# Exercise requirements:
Copy every line of the material between the line holding "Coaching analytics dashboard: we need every white blossom" and the line holding "[33,97,71,126]", inclusive. Scale each bounding-box coordinate by 0.75 and round it to a whole number, with halves rounded up.

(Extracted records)
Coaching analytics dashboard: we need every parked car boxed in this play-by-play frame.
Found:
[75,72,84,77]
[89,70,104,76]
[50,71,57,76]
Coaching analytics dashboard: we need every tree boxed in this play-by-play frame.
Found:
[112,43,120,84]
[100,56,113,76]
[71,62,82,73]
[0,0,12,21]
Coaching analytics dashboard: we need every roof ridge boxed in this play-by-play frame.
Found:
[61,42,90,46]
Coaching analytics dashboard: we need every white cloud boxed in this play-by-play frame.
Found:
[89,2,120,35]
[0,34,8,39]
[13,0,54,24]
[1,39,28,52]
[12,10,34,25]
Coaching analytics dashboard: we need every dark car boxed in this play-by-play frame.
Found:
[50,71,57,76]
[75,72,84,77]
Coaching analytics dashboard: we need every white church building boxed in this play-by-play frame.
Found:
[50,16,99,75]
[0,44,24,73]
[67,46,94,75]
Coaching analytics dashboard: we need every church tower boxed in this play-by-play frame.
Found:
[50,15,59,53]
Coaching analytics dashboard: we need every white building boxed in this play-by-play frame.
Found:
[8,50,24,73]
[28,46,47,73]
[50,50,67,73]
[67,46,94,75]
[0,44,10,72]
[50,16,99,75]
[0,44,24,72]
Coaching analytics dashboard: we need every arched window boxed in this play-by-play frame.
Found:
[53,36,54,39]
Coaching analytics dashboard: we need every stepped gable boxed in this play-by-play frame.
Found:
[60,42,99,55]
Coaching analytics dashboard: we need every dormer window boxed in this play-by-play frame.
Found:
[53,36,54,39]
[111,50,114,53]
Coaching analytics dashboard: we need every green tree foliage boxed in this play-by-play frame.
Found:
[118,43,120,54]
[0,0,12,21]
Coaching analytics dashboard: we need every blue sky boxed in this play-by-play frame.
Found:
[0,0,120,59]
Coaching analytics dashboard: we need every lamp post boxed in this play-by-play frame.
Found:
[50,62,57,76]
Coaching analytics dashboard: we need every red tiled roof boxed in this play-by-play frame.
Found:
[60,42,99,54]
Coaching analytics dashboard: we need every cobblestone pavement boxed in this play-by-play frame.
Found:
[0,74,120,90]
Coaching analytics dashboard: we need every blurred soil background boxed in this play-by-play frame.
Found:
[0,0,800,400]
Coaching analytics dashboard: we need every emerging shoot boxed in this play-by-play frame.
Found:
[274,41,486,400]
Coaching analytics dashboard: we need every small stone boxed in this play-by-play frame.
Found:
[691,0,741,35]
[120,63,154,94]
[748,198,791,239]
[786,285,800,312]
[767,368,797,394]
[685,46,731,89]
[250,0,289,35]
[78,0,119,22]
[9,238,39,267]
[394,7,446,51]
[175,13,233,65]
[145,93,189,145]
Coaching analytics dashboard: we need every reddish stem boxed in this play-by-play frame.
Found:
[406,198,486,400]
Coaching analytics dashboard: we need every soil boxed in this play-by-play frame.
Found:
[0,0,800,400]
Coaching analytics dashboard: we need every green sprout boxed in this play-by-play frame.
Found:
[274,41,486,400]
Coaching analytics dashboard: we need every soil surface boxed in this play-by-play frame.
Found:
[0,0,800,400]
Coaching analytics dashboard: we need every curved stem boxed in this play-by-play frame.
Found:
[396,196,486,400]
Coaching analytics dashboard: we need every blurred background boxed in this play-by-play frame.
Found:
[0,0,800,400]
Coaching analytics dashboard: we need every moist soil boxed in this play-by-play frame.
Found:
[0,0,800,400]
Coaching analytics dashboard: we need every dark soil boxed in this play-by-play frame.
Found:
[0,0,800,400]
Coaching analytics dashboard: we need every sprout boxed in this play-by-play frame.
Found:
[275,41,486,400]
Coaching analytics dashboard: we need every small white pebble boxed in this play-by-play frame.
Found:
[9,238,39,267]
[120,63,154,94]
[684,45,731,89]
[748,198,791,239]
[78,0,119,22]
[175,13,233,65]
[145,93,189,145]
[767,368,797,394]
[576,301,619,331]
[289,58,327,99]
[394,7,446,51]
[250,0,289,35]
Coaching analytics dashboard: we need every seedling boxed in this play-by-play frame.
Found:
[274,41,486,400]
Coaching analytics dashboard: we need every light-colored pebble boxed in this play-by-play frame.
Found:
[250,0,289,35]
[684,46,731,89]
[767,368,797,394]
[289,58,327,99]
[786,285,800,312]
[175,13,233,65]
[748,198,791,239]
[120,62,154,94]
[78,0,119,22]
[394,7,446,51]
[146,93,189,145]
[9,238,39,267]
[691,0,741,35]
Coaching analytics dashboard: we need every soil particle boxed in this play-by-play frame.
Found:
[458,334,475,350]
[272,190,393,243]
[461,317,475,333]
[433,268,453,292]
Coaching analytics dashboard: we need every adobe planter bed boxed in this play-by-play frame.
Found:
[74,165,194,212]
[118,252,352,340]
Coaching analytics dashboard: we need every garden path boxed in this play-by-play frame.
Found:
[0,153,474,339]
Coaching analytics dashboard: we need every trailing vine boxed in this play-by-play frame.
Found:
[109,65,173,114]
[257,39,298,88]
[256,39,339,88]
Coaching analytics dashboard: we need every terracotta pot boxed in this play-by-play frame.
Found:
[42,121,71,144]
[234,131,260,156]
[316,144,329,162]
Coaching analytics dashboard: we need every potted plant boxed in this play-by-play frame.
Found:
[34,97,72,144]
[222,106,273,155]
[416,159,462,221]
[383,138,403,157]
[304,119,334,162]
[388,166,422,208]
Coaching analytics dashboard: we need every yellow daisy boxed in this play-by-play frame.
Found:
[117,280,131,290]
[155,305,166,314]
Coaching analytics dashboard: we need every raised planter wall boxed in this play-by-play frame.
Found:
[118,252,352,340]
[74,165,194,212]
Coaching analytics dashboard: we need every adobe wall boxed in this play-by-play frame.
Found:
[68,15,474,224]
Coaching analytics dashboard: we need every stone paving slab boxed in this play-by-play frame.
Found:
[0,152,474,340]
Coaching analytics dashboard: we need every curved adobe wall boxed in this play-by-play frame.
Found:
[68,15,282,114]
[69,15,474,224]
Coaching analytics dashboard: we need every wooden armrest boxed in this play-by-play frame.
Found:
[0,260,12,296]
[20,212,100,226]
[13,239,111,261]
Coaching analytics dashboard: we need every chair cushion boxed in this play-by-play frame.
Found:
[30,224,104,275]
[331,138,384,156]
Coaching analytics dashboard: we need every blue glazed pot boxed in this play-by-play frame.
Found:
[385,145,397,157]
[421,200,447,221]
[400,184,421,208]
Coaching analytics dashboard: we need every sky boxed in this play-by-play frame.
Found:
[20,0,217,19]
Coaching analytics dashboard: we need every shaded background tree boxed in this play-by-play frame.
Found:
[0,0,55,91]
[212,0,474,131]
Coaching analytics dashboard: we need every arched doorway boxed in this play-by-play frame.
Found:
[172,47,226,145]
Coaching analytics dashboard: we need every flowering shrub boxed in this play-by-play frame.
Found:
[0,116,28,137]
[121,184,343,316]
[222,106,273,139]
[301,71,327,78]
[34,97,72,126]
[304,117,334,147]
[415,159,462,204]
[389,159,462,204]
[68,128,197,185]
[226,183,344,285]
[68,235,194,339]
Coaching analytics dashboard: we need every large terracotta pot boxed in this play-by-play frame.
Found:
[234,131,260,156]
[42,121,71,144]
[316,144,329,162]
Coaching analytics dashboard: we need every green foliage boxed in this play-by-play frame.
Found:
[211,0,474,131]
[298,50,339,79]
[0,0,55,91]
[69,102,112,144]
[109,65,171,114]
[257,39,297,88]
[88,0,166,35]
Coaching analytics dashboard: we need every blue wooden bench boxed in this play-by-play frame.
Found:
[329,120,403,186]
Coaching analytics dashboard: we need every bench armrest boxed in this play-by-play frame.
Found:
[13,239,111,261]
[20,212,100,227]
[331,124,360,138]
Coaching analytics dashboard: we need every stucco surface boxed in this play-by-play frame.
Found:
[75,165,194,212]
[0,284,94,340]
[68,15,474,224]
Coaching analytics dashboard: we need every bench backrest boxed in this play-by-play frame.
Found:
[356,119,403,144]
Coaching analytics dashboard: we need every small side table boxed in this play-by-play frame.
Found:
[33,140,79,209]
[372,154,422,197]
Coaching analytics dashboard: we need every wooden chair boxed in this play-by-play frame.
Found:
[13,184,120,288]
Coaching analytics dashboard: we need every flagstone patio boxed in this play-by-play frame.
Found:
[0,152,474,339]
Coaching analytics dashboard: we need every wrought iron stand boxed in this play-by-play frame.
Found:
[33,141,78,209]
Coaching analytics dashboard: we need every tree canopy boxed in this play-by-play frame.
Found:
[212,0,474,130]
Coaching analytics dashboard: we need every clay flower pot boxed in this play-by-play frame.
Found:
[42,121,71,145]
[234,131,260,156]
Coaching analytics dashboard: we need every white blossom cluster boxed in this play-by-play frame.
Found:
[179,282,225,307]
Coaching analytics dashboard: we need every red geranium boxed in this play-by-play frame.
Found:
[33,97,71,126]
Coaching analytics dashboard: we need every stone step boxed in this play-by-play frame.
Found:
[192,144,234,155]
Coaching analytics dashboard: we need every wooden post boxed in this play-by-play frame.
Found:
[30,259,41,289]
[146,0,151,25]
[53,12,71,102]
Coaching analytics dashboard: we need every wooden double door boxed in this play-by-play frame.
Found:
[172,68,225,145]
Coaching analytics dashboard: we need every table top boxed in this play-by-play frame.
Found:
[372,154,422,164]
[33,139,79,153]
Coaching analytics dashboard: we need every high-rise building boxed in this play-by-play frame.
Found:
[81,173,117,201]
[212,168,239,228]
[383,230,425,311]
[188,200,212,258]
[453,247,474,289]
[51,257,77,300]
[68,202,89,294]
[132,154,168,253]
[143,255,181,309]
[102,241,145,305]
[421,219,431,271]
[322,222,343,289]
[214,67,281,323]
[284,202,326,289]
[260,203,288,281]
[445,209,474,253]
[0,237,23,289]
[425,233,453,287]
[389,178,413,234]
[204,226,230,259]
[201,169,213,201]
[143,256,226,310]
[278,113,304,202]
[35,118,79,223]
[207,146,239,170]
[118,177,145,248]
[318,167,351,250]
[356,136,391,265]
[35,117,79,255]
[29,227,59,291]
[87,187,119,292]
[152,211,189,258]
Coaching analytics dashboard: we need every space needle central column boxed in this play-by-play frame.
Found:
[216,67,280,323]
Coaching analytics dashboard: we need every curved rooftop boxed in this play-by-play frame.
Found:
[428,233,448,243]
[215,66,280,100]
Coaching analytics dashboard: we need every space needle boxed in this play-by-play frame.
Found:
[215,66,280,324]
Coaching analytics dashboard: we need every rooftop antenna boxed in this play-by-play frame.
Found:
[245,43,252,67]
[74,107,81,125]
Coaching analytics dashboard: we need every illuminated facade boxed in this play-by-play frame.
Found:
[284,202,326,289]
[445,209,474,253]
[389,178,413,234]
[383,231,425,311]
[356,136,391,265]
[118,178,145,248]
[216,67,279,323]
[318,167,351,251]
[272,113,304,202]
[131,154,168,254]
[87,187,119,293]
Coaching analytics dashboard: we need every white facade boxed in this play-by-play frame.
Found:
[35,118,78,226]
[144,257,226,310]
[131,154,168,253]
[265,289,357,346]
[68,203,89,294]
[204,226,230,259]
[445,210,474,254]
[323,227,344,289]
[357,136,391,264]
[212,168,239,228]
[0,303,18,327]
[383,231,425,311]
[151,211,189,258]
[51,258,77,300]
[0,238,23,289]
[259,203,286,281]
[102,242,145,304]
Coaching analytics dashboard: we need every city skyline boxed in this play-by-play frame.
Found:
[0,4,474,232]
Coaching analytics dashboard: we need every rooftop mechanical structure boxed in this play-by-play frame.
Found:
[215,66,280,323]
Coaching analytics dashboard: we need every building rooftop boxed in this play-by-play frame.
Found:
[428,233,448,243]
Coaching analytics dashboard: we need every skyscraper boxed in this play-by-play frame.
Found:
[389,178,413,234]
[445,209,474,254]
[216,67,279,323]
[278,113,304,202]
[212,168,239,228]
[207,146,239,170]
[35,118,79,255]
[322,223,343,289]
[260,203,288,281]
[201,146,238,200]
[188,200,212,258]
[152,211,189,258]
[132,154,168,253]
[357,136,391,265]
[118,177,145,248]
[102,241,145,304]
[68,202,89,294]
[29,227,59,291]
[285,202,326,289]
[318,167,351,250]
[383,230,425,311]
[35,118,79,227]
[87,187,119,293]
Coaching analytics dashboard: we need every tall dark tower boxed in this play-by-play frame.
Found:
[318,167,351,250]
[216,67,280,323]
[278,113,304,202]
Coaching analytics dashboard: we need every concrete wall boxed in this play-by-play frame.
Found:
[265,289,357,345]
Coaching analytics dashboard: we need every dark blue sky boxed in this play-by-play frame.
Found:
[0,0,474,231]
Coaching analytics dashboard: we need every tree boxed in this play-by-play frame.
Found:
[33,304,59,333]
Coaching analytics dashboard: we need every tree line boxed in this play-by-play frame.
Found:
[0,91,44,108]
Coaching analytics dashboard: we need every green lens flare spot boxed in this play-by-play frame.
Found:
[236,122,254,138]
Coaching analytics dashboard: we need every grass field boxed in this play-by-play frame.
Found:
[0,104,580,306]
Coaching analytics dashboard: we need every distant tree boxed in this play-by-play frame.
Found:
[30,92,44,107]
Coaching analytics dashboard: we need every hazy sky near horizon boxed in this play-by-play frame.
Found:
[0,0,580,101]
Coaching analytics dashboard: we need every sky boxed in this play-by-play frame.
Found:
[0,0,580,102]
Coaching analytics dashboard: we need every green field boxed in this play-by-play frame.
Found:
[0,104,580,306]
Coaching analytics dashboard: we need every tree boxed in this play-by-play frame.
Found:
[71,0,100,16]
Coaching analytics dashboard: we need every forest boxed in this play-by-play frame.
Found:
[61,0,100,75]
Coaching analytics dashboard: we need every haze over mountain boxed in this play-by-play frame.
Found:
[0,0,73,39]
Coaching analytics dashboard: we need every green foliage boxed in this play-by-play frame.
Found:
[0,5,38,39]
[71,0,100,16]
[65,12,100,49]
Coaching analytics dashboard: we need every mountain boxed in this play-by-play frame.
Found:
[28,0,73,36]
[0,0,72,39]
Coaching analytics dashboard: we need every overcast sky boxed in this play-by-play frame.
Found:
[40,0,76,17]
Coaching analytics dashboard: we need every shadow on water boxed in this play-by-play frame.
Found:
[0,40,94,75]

# Task answer:
Coaching analytics dashboard: we need every white blossom cluster boxed in this play-by-play frame.
Found:
[134,212,169,230]
Coaching analytics dashboard: we need every red geranium boxed in this play-by-play frame.
Found:
[25,73,53,95]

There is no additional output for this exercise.